* **Document**:
La guerre sino-japonaise de 1894-1895 et la victoire stimulèrent énergiquement le développement du capitalisme et en 1900 on peut considérer la révolution industrielle centrée sur les filatures de coton comme achevée et le capitalisme industriel comme fermement implanté au Japon.
Dans l’industrie lourde placée sous le contrôle des capitaux de l’État, l’axe de développement était la fabrication d’armement, excluant de ce domaine les entreprises privées qui prirent là un très grand retard ; dans les industries de transformation, l’évolution vers une organisation en grandes manufactures mécanisées se fit très rapidement ; à partir des filatures de coton, on assista à un développement accéléré de l’industrie textile qui se diversifia en tissage de cotonnades, de soieries et filage. Ce déséquilibre entre secteur public et secteur privé constitua une des spécificités du capitalisme japonais naissant. Par ailleurs, sous la pression des deux nécessités combinées d’exploitation des marchés étrangers et d’approvisionnement en matières premières, ce fut une économie structurellement très dépendante du commerce extérieur qui fut mise sur pied ; en effet, le Japon était contraint de se tourner vers les pays étrangers d’une part à cause de l’étroitesse du marché intérieur, due à la misère d’une majorité écrasante des travailleurs tant paysans, encore assujettis à une exploitation de type semi-féodal, qu’ouvriers de l’industrie textile, transfuges des campagnes forcés de vendre à très bas prix leur force de travail — d’autre part à cause de sa pauvreté en ressources naturelles. C’est dans cette perspective que fut édifié, sous l’égide du système de l’Empereur-État, un capitalisme doté d’un équipement militaire impressionnant et très agressif envers les pays voisins telles la Corée, la Chine et l’Asie du Sud-Est.
C’est ainsi que les guerres se succédèrent, entraînant de nouvelles dépenses pour l’armement et ajoutant encore aux contraintes pesant sur la vie de toutes les couches laborieuses, à commencer par les ouvriers et les paysans : c’était l’instauration d’un cercle vicieux.
Toujours est-il que, grâce à sa victoire dans la guerre sino-japonaise, le Japon perçut 400 000 000 de yen de dommages de guerre et une colonie, Formose ; il parvint à monopoliser le marché coréen et à renforcer sa position sur le marché chinois ; enfin, ayant adopté en 1897 le système de l’étalon-or, il devint membre à part entière du marché international.

Annotations par cadres pour les photos

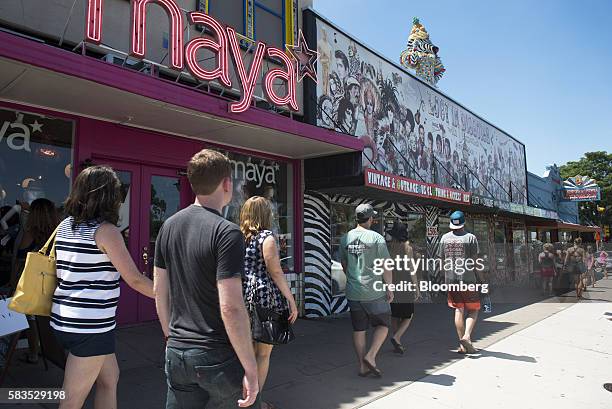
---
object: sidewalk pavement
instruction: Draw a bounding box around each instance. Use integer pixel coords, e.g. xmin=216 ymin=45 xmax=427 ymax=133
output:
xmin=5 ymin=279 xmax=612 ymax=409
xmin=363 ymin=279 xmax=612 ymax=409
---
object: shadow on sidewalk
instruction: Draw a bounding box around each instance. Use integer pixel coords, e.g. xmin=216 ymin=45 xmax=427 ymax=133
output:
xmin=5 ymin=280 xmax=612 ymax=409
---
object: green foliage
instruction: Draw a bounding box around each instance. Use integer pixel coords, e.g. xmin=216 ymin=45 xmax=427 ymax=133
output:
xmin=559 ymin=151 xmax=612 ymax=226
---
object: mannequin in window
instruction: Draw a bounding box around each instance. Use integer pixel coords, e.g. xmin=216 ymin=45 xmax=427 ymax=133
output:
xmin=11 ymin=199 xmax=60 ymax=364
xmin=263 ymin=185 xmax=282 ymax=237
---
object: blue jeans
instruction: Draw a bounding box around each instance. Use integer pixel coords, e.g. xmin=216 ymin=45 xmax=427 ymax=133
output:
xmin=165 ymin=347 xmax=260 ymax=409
--
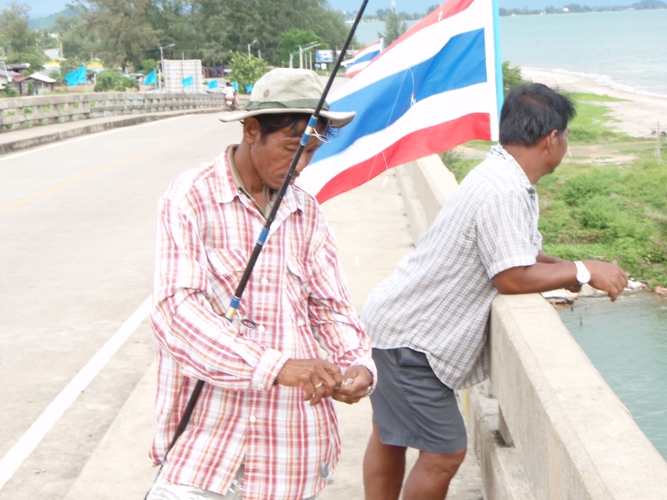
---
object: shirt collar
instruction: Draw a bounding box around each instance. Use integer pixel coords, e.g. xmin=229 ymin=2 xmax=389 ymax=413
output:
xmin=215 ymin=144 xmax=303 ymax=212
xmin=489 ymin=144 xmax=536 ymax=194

* **Consigne**: Reprenez le texte sur l’essor du capitalisme au Japon à la suite de sa dernière phrase et poursuivez-le.

* **Réponse attendue**:
Il y avait en 1903 700 000 ouvriers qui travaillaient dans les usines ou dans les mines ; mais le plus grand nombre d’entre eux, soit 65 %, étaient employés dans l’industrie textile tandis que l’importance relative des ouvriers de la métallurgie ou de l’industrie mécanique était encore faible. D’autre part, la main-d’œuvre féminine fournissait 60 % de ces effectifs et 60 % de celle-ci étaient constitués par des ouvrières de moins de vingt ans. C’est ainsi que, compte tenu des salaires très bas et d’une durée très longue du temps de travail, le capitalisme japonais put poursuivre son accumulation de capital à un rythme accéléré. Après la fin des hostilités sino-japonaises, des grèves pour l’amélioration des conditions de travail commencèrent à éclater dans toutes les régions du Japon, déclenchées par la hausse des prix due à la guerre et par les transformations économiques de l’après-guerre. Les statistiques gouvernementales ont enregistré, pour le second semestre de 1897, 32 conflits de cette sorte. Et en février de l’année suivante eut lieu la grande grève des mécaniciens de locomotives, qui eut un retentissement considérable.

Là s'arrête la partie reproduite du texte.